━━━ PASSAGE SHOWN

Studying tearning disabilities can be almost as frustrating as having to cope with one of them. “A learning disability,” says psychologist David Goldstein of Temple University in Philadelphia, “is…hard to define, but you know it when you see it.” Estimates of the proportion of elementary school children with these academic problems range from 3 to 30 percent. The causes of learning disabilities are also elusive, but in a five-year study Goldstein and co-workers have found that reading or arithmetic problems in a substantial number of learning-disabled children are primarily the result of depression. “We’re a long way from saying depression definitely causes academic failure,” cautions Goldstein, “but we have a promising lead on a subgroup of children whose basic problem may be depression.
” The term “learning disability” encompasses a variety of problems — such as hyperactivity and an inability to read or understand arithmetic — that result in failure in school. The children have normal or near-normal intelligence. This broad definition, says psychologist Judith M. Rumsey of the National Institute of Mental Health, describes only what the children are not doing — learning well in school. The trick is to find subgroups of children with specific strengths and weaknesses. Goldstein says there is a subgroup — about one-third of 159 learning-disabled children he studied — in which emotional disorders appear to lead to academic failure.

━━━━━━

WORK TO COMPLETE:
(A) Which problems does the learning disabilities passage give as examples of what the term "learning disability" covers? List all of them.
(B) Answer these questions from the learning disabilities passage:
(i) What range do estimates give for the proportion of elementary school children with learning disabilities?
(ii) How many years did the study by Goldstein and co-workers last?
(iii) How many learning-disabled children did Goldstein study?

━━━ GIVEN ENTRIES

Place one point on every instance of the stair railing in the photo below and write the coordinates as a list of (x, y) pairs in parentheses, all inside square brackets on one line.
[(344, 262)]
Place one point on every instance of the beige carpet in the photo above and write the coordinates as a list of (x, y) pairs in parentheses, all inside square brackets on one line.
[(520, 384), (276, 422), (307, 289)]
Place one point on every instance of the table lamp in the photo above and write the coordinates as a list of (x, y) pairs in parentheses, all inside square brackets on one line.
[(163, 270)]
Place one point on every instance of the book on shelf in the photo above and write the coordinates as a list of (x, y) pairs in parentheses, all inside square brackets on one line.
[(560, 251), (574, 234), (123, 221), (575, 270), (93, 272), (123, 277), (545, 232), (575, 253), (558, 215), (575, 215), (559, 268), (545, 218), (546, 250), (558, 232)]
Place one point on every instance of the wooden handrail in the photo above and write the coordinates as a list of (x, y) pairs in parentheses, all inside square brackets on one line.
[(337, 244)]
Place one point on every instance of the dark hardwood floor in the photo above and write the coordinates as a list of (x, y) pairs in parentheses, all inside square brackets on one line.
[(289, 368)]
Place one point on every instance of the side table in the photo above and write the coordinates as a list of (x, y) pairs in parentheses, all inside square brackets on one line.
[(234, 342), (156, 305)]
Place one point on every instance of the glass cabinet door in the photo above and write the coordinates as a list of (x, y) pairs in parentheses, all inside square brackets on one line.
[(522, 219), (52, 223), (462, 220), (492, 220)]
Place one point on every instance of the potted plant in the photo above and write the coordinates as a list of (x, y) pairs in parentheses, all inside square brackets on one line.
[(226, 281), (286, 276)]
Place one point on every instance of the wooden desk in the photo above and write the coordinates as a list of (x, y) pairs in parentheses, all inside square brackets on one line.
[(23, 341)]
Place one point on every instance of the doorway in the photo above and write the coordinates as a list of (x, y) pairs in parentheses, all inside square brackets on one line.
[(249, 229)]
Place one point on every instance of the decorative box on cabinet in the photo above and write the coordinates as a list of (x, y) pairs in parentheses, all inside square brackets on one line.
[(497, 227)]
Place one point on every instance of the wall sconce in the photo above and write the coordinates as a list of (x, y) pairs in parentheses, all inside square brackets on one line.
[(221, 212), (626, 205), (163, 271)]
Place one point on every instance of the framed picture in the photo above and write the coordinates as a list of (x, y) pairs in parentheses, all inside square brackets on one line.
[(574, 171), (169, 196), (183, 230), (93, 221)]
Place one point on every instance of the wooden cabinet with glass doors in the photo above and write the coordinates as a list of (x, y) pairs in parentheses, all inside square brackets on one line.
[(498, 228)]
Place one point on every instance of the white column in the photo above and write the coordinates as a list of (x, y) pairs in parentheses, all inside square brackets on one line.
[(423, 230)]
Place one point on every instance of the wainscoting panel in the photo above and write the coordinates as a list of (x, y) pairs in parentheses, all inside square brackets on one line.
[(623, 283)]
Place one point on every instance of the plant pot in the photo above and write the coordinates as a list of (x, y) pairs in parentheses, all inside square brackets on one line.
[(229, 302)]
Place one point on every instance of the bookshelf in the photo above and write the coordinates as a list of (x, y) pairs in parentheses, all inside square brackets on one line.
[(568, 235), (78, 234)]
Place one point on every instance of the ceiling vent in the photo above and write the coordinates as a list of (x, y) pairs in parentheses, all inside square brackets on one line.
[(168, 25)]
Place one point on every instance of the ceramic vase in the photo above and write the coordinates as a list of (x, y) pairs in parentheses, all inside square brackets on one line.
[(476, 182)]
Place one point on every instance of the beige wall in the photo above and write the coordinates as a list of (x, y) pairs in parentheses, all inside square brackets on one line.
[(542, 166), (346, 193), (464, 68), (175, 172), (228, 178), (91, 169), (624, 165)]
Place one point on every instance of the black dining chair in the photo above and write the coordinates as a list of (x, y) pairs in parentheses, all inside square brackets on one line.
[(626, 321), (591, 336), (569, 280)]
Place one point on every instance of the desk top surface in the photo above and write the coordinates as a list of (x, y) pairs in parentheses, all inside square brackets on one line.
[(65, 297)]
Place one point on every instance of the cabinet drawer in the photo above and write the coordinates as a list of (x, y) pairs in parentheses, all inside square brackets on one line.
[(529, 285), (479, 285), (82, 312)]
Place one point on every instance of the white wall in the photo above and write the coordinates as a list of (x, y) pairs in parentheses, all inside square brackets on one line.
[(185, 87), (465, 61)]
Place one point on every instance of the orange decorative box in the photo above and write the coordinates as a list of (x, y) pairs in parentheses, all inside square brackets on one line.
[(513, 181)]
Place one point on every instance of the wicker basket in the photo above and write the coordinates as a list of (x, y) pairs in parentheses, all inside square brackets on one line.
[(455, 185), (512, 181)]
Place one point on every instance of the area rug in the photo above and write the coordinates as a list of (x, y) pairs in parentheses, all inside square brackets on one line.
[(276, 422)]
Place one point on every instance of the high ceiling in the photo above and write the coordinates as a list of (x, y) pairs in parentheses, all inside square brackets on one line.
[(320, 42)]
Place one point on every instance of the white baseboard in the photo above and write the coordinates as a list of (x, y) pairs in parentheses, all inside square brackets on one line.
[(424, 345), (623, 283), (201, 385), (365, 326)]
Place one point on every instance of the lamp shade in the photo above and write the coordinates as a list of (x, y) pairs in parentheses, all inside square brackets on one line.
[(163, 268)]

━━━━━━

YOUR WRITTEN ANSWERS:
(A)
Hyperactivity
An inability to read
An inability to understand arithmetic

(B)
(i) 3 to 30 percent
(ii) Five years
(iii) 159